# Problem to work on:
Please pull out every line in the data below that contains the string "gray", and list them.
# Input material start
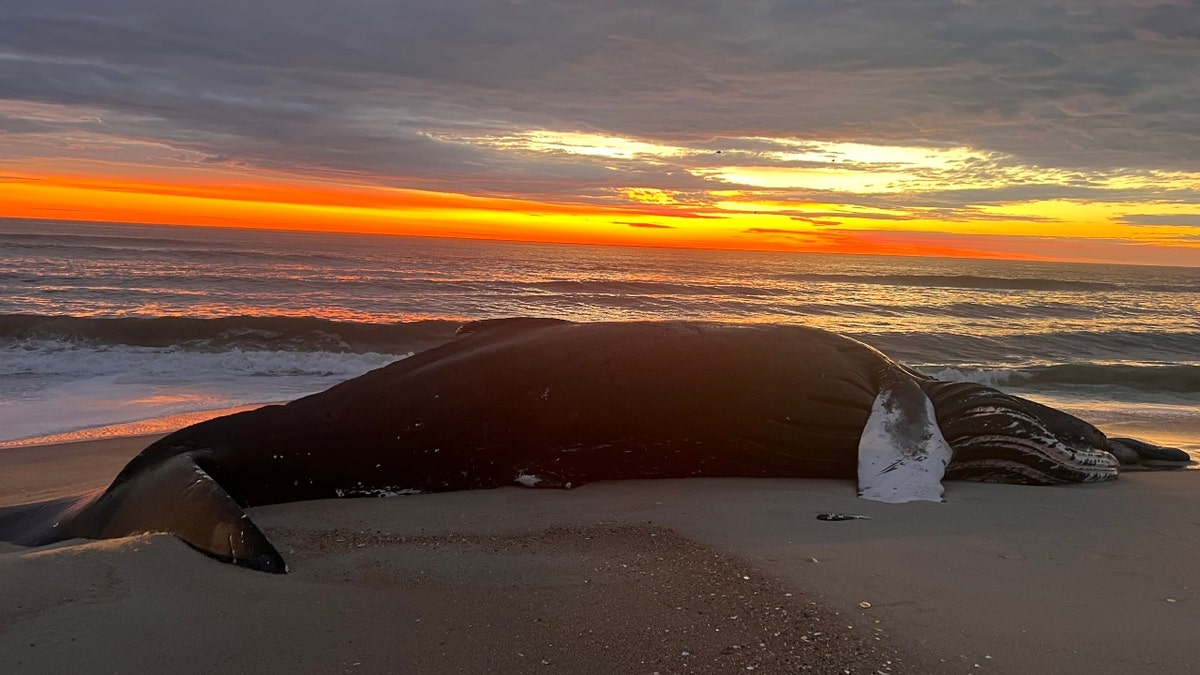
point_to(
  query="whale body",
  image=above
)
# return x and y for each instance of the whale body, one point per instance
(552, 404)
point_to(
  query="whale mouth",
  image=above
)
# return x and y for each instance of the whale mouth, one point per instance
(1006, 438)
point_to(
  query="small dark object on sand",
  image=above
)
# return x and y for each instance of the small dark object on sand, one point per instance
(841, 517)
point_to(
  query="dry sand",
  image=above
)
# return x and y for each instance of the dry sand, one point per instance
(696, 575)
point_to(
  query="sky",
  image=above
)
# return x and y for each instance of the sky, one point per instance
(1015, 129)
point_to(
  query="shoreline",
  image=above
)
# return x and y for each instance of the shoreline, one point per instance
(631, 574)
# Input material end
# Input material start
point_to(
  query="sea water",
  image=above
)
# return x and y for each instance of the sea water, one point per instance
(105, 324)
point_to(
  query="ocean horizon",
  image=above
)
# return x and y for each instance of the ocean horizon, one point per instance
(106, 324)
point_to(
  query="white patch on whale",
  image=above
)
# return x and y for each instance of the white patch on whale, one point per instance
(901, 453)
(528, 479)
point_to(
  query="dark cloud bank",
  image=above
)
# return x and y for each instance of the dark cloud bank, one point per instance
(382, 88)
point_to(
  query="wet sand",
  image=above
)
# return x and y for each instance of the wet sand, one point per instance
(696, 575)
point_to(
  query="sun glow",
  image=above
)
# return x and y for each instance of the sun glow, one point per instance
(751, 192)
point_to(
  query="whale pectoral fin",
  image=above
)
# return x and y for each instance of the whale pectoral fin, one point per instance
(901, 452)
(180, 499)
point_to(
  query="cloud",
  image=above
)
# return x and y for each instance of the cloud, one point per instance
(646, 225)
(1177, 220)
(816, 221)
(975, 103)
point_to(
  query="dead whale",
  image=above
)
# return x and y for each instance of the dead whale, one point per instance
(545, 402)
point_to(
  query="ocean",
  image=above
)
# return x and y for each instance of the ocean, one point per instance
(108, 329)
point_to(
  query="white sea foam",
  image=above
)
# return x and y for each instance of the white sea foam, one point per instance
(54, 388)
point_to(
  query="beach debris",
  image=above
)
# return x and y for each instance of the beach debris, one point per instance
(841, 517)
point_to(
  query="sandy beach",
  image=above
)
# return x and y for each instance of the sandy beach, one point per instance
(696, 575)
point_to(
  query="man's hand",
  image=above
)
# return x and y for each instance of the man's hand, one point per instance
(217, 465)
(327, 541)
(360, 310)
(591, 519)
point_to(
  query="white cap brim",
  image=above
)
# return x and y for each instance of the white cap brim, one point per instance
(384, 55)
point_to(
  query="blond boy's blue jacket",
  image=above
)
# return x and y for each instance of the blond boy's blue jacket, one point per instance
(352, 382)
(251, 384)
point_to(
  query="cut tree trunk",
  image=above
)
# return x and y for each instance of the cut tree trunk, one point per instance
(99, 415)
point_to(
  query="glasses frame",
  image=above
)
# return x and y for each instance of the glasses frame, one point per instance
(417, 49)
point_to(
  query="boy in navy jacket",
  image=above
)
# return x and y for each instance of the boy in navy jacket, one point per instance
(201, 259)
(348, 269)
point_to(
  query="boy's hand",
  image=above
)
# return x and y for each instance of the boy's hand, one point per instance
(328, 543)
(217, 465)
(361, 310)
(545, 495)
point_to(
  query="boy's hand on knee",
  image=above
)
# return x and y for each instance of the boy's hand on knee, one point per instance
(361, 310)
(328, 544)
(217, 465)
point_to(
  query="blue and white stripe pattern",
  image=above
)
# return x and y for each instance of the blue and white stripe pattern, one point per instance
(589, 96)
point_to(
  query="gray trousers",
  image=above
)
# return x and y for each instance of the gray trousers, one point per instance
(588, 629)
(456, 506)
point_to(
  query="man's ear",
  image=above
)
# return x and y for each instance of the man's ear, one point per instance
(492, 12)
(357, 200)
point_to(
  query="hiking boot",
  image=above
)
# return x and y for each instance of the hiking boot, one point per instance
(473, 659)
# Input material end
# Input material start
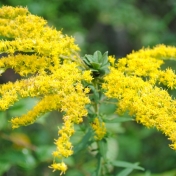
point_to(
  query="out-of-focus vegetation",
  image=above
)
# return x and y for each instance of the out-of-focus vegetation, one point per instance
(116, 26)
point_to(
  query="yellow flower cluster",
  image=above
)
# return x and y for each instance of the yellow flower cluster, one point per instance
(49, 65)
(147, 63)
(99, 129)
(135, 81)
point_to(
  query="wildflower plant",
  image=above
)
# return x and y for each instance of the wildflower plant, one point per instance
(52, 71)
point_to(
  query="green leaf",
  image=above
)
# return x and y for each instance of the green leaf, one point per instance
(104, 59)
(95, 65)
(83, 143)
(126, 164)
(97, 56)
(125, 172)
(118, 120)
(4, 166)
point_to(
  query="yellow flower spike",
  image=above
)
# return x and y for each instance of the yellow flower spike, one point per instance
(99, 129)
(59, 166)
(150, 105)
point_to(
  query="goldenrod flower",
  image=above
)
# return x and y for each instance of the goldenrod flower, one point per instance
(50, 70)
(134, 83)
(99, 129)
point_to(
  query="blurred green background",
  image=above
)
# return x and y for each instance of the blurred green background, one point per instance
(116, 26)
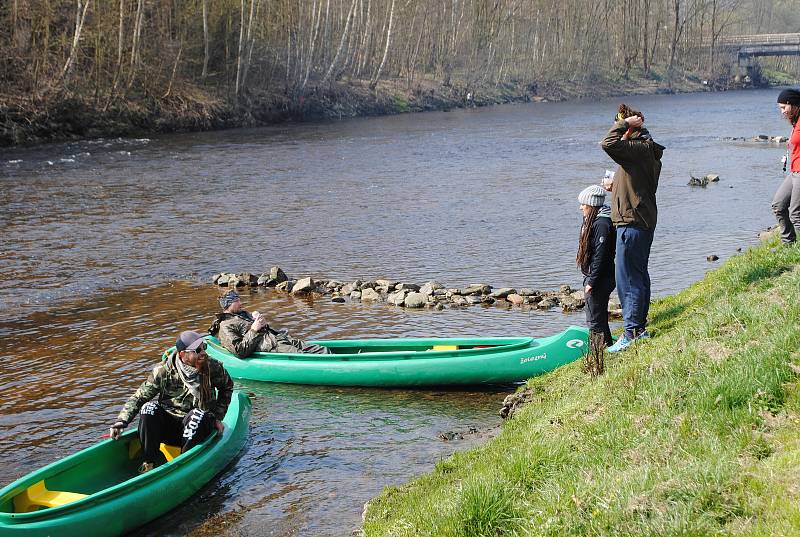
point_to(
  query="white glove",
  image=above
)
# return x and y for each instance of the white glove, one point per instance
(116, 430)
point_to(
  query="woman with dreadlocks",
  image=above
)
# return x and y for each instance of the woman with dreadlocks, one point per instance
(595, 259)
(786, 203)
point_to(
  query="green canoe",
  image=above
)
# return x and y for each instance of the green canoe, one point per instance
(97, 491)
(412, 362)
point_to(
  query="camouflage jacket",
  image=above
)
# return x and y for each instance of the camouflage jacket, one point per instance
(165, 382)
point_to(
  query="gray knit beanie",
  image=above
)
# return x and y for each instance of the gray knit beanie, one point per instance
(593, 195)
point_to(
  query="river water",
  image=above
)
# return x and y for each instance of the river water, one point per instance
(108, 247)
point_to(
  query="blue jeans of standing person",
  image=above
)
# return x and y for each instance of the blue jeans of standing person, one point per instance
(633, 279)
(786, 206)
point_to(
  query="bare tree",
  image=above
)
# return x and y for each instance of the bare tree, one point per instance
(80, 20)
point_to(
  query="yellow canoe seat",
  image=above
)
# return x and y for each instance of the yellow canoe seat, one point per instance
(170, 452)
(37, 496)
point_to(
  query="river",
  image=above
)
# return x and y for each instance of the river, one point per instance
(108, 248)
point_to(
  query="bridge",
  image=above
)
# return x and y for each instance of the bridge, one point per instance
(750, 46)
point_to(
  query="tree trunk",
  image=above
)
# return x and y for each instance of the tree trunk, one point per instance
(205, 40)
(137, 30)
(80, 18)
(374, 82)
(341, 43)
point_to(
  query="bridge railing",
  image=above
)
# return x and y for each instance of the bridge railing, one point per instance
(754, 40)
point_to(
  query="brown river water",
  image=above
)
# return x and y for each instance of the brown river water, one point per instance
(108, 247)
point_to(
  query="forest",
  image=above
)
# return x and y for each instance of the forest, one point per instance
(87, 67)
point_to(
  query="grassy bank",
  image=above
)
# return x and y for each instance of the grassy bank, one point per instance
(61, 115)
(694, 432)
# Input material end
# Solved exercise:
  query="gray trousers",
# return x and y for each instance of the gray trousers, one point per instance
  query="gray knit beanie",
# return x and y for each instance of the gray knit beanie, one point per instance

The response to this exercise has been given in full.